** Begin EXERCISE INPUT **

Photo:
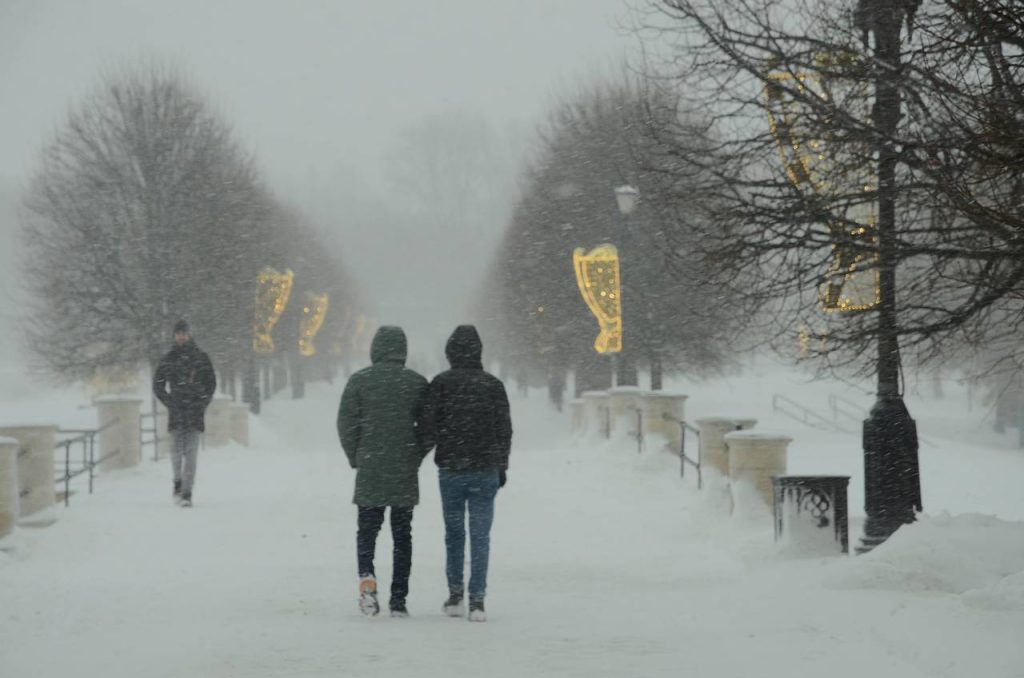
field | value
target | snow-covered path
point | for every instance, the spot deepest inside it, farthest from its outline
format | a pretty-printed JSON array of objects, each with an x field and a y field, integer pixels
[{"x": 604, "y": 563}]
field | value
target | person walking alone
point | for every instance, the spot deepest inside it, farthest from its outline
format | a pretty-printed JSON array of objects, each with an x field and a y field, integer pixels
[
  {"x": 378, "y": 424},
  {"x": 468, "y": 415},
  {"x": 187, "y": 372}
]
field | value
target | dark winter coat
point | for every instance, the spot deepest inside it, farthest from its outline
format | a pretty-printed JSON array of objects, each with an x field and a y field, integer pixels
[
  {"x": 468, "y": 410},
  {"x": 378, "y": 424},
  {"x": 188, "y": 373}
]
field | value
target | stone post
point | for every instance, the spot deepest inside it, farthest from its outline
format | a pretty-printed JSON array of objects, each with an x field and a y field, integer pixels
[
  {"x": 240, "y": 423},
  {"x": 662, "y": 411},
  {"x": 624, "y": 401},
  {"x": 165, "y": 443},
  {"x": 218, "y": 422},
  {"x": 35, "y": 471},
  {"x": 597, "y": 413},
  {"x": 8, "y": 486},
  {"x": 578, "y": 414},
  {"x": 713, "y": 450},
  {"x": 121, "y": 443},
  {"x": 755, "y": 457}
]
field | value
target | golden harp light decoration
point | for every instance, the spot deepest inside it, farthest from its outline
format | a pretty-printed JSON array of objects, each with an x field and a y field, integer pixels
[
  {"x": 836, "y": 171},
  {"x": 598, "y": 279},
  {"x": 272, "y": 292},
  {"x": 313, "y": 313}
]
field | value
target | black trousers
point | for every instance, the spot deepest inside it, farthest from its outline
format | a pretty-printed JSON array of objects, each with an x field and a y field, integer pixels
[{"x": 371, "y": 519}]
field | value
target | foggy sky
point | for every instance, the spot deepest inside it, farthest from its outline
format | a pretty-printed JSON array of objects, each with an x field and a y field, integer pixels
[{"x": 316, "y": 88}]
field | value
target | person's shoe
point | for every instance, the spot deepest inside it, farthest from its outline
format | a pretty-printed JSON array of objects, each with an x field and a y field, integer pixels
[
  {"x": 368, "y": 596},
  {"x": 476, "y": 612},
  {"x": 453, "y": 606}
]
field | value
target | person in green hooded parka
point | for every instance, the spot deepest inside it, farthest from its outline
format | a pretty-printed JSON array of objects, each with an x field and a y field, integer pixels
[{"x": 379, "y": 422}]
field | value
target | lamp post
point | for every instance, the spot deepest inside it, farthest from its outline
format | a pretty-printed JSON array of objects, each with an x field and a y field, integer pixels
[
  {"x": 892, "y": 476},
  {"x": 627, "y": 198}
]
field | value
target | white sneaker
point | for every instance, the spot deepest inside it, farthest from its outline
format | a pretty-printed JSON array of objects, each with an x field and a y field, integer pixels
[
  {"x": 368, "y": 596},
  {"x": 454, "y": 606}
]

** End EXERCISE INPUT **

Every line should be retyped exactly, with the pictures omitted.

**EXERCISE OUTPUT**
Photo:
field | value
target | snow-covered path
point | for every instance, the spot deepest inside it, farthest from its outline
format | a pretty-printed JSON array of objects, each with an x field and a y field, integer pixels
[{"x": 604, "y": 563}]
field | value
target | person walking alone
point | for every instance, the spot deepest inside it, farthest from its outline
format | a pretty-printed JSON array of objects, each with an x field and a y field, integer pixels
[
  {"x": 378, "y": 424},
  {"x": 468, "y": 415},
  {"x": 187, "y": 372}
]
field | value
target | dark winter coat
point | for every instance, the spot deepest inside it, farthest from its outline
format | a pretty-printed JSON array of objects, each with an x field and a y field, integer pixels
[
  {"x": 468, "y": 410},
  {"x": 378, "y": 424},
  {"x": 188, "y": 373}
]
field | value
target | stone post
point | for every instance, the spot deepest inside it, farthest from its outline
format | a pretty-printed JSON array of objects, each with an x field and a y field, integer pixels
[
  {"x": 240, "y": 423},
  {"x": 662, "y": 411},
  {"x": 624, "y": 401},
  {"x": 165, "y": 443},
  {"x": 218, "y": 422},
  {"x": 35, "y": 471},
  {"x": 597, "y": 413},
  {"x": 8, "y": 486},
  {"x": 578, "y": 414},
  {"x": 713, "y": 450},
  {"x": 121, "y": 443},
  {"x": 755, "y": 457}
]
field | value
target | golden harp light decoration
point | for every instance, the spot deepest inside it, farthest from its outline
format | a pretty-printed JSON array of objects, each with an x field and a y field, integer pixels
[
  {"x": 836, "y": 171},
  {"x": 598, "y": 279},
  {"x": 272, "y": 292},
  {"x": 313, "y": 313}
]
field | value
target | black trousers
point | for every instance, the spot deepest inside it, farthest from its outline
format | a pretty-printed JSON array of objects, each with an x field and a y field, integer pixels
[{"x": 371, "y": 519}]
field | value
target | foggy sky
point | for every instance, the spot deepest inside it, farthest from its outline
format | a pretty-printed JSON array of objects, each with an x field and a y field, integer pixels
[{"x": 316, "y": 88}]
field | value
target | person's shoe
point | for every instance, the spot deepest inside it, farthest from its outline
format | a pretty-printed JSON array of objects, each with an x field and a y field, integer pixels
[
  {"x": 368, "y": 596},
  {"x": 476, "y": 612},
  {"x": 453, "y": 606}
]
field | value
target | person in green hooded parka
point | for every instance, the spot deepest inside it, farthest from its outline
format | a pretty-printed JSON array of objects, each with an x field and a y field, integer pixels
[{"x": 379, "y": 422}]
field | value
target | lamp post
point | for every instance, the spot deepest inside it, farthest from its outline
format | a pretty-printed JSON array of objects, each with an x field and a y field, integer pixels
[
  {"x": 892, "y": 476},
  {"x": 627, "y": 198}
]
field | value
target | white sneaker
point | for every instance, the spot deepest inside it, farthest from its outline
format | a pretty-printed JSON array of objects, each with an x field and a y field, integer pixels
[
  {"x": 368, "y": 596},
  {"x": 454, "y": 606}
]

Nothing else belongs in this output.